- _Extracto del documento_
----------------------------------------

Belfast nos cuenta la historia blanda del llamado conflicto irlandés, despojándolo de cualquier veta inquietante y disonante, para conquistar el Oscar y más allá.
Es un filme blandito, casi un ejemplo del europudding británico en tiempos de Brexit, cuyo tono edulcorado y falto de compromiso lo hace perfecto para recibir el reconocimiento de la corona del Bafta.
De ser una película realmente nasty o incómoda, pues olvídenlo, los académicos fingirían ignorarla y a otra cosa.
Pero en ella se aplaude la corrección política de Kenneth Branagh, su estatus de venerable de los consensos qualités, su devenir en un realizador inofensivo del clasicismo.
La película narra una historia autobiográfica, según entendemos, del crecimiento de un niño adorable y con look de star system, en el medio de la guerra civil de Irlanda del Norte, bajo un estado de sitio, entre binario y descontextualizado.
Nada de profundizar en las razones y las consecuencias cruentas de la conflagración, porque el director anda más preocupado por conseguir likes y ganar preseas de élite, con su reparto de caras angelizadas del olimpo anglosajón, ante el Hollywood en fuga de Reino Unido.

----------------------------------------

- _Datos extraídos_
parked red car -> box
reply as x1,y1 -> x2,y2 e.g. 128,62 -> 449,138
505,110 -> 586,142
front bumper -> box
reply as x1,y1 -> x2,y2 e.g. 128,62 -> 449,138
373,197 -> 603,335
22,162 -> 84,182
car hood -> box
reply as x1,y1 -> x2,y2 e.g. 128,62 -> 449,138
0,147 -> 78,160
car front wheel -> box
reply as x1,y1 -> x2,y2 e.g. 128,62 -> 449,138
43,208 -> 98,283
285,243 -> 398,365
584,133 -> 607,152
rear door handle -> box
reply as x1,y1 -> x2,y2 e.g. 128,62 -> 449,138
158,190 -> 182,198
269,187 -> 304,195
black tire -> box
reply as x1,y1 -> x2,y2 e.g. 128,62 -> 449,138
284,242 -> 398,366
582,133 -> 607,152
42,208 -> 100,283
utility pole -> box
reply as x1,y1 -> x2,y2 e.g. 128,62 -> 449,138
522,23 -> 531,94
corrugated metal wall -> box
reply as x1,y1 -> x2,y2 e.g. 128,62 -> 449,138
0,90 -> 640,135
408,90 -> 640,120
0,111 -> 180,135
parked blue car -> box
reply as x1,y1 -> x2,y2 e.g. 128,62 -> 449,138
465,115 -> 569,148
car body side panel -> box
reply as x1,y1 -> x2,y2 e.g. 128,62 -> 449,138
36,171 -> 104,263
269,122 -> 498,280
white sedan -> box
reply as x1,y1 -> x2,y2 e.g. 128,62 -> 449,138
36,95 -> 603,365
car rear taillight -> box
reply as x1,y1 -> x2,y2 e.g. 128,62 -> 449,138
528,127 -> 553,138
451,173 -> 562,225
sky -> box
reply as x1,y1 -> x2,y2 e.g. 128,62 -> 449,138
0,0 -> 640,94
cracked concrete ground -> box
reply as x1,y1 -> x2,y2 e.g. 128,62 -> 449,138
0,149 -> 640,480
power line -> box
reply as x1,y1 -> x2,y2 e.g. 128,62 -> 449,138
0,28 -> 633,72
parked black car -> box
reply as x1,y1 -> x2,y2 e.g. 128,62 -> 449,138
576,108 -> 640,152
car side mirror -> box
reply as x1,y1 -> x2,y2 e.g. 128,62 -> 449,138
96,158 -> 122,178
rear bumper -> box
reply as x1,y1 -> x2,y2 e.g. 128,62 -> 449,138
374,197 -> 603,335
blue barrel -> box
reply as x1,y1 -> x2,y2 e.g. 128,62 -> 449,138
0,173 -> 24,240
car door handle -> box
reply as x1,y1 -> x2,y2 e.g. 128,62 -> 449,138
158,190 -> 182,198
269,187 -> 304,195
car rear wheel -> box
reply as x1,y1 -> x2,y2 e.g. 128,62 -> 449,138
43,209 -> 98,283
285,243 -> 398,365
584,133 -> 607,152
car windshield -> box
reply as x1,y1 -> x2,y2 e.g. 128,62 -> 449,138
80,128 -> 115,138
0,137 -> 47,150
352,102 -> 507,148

----------------------------------------

- _Por hacer_
(1) Traduzca al inglés esta oración de la reseña de Belfast: "Belfast nos cuenta la historia blanda del llamado conflicto irlandés, despojándolo de cualquier veta inquietante y disonante, para conquistar el Oscar y más allá."
(2) Reproduzca sin cambios el pasaje de la reseña de Belfast que empieza en las palabras "Es un filme" y concluye tras "a otra cosa.".

- _Soluciones por tarea_
(1) Belfast tells us the soft story of the so-called Irish conflict, stripping it of any unsettling and dissonant streak, in order to win the Oscar and beyond.

(2)
Es un filme blandito, casi un ejemplo del europudding británico en tiempos de Brexit, cuyo tono edulcorado y falto de compromiso lo hace perfecto para recibir el reconocimiento de la corona del Bafta.
De ser una película realmente nasty o incómoda, pues olvídenlo, los académicos fingirían ignorarla y a otra cosa.